Work to be completed
Please write out each entry below exactly as given.

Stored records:
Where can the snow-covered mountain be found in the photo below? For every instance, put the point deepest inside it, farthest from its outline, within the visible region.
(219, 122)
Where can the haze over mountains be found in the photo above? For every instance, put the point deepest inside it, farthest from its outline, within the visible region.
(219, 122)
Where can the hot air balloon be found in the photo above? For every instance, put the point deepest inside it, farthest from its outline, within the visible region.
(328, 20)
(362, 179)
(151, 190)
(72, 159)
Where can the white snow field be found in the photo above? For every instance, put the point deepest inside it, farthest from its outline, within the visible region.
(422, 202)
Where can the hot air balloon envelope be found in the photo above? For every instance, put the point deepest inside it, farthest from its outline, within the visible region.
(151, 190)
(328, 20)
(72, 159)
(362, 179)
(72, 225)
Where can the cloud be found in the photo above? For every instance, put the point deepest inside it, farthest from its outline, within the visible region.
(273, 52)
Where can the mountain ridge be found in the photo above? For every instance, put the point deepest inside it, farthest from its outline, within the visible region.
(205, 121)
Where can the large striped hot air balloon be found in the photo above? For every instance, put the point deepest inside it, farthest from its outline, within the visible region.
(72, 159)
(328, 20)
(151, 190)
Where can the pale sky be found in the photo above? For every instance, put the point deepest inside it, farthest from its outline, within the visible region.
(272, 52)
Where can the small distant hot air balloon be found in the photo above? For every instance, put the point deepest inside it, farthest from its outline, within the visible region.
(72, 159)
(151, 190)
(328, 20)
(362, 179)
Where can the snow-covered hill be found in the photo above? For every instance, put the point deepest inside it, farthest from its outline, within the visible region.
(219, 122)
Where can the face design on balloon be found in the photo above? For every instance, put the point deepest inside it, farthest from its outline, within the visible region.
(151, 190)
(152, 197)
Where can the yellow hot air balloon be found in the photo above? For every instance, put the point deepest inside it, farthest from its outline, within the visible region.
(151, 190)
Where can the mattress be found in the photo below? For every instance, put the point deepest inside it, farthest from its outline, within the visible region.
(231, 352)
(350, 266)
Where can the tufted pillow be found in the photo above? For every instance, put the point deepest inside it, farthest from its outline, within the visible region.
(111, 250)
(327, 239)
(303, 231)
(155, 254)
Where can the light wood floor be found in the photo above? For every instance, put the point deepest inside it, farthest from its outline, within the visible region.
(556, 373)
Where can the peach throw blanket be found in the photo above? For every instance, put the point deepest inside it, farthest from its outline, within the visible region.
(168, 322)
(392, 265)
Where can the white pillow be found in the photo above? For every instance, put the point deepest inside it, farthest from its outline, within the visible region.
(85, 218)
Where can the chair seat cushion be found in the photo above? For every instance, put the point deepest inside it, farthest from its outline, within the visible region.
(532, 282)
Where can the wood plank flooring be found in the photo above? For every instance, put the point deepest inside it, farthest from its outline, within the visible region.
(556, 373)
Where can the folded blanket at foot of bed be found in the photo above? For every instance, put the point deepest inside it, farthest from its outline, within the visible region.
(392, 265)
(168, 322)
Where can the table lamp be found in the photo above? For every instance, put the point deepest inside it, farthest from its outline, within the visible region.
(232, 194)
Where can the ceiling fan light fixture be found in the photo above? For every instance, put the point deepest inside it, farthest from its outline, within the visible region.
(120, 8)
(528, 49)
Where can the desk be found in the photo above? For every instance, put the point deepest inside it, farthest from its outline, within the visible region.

Task answer
Where can the snow-covered mountain be found in the photo below? For every instance, put the point deepest inside it, farthest from its outline, within the visible region.
(219, 122)
Where can the haze over mountains be found in the photo above? For every instance, put the point deepest inside it, farthest from its outline, within the visible region.
(219, 122)
Where can the hot air balloon be found in the photo above? For every instance, put the point deepest inside it, farthest from its outline, within the visible region.
(328, 20)
(362, 179)
(151, 190)
(72, 159)
Where can the white snow field be found in the photo above? For every instance, put the point deepest inside it, farthest from its outline, within the visible region.
(422, 202)
Where can the hot air balloon envelope be found in the photo above? For every instance, put the point deepest inside it, farthest from its outline, within the visible region.
(151, 190)
(328, 20)
(72, 159)
(362, 179)
(72, 225)
Where can the cloud be found in the photo above? For every instance, put the point deepest inside it, farthest from its outline, within the visible region.
(273, 52)
Where can the mountain ridge be found in the photo above? For every instance, put the point deepest inside it, farthest from its outline, within the visible region.
(205, 121)
Where can the large striped hot air balloon be found in the photo above? For every instance, put the point deepest inside it, farthest from its outline, within the visible region.
(72, 159)
(328, 20)
(151, 190)
Where can the pale sky be found in the photo above? For every instance, put the point deepest inside it, farthest from its outline, within the visible region.
(272, 52)
Where can the small distant hot air balloon be found in the photo above? For every instance, put the point deepest inside it, farthest from its outline, within the visible region.
(72, 159)
(151, 190)
(328, 20)
(362, 179)
Where can the snow-covered hill be found in the photo above? For every instance, put the point deepest inside it, farthest from its outline, within the visible region.
(219, 122)
Where can the face design on balloon be found in the photo above? For every instance, put the point deepest inside it, farthest from its outline, within the visible region.
(151, 190)
(152, 197)
Where can the yellow hot air balloon be found in the photo above? For every instance, put the point deepest inside it, farthest from its outline, within the visible region.
(151, 190)
Where can the mattress be found in the photo below? For every instance, put the point deepest inside it, farthest from its outline, within the visible region.
(231, 352)
(350, 266)
Where can the tufted pillow be found in the photo above? For every instance, put the point deepest inside it, farthest from its outline, within the visible region.
(111, 250)
(327, 239)
(303, 231)
(155, 254)
Where can the light wood floor be found in the photo above? For every instance, put the point deepest inside it, farthest from its outline, within the visible region.
(556, 373)
Where can the peach throw blanket be found in the photo above? For every instance, put the point deepest inside it, farthest from its outline, within the visible region.
(168, 322)
(392, 265)
Where can the white pillow be found in the photo above? For every instance, put the point deepest inside it, farthest from its outline, within the visible region.
(85, 218)
Where can the chair seat cushion be found in the photo above? For every instance, put the point deepest inside it, farthest from its outline, within the visible region.
(532, 282)
Where can the wood plank flooring be found in the photo above? For every instance, put the point deepest inside it, farthest from its outline, within the visible region.
(556, 373)
Where can the folded blanket at foot of bed be found in the photo above? For every instance, put the point deepest inside it, farthest from its outline, within the visible region.
(392, 265)
(168, 322)
Where can the table lamp be found in the photo above? For every instance, put the point deepest inside it, farthest from its outline, within the visible region.
(232, 194)
Where can the ceiling fan light fixture be found in the photo above? For every instance, put the point deepest inside it, farthest from its outline, within the visible region.
(120, 8)
(528, 49)
Where can the desk be found in the photo above? For every instance, put the point deepest inside it, farthest from its outline, within the visible region.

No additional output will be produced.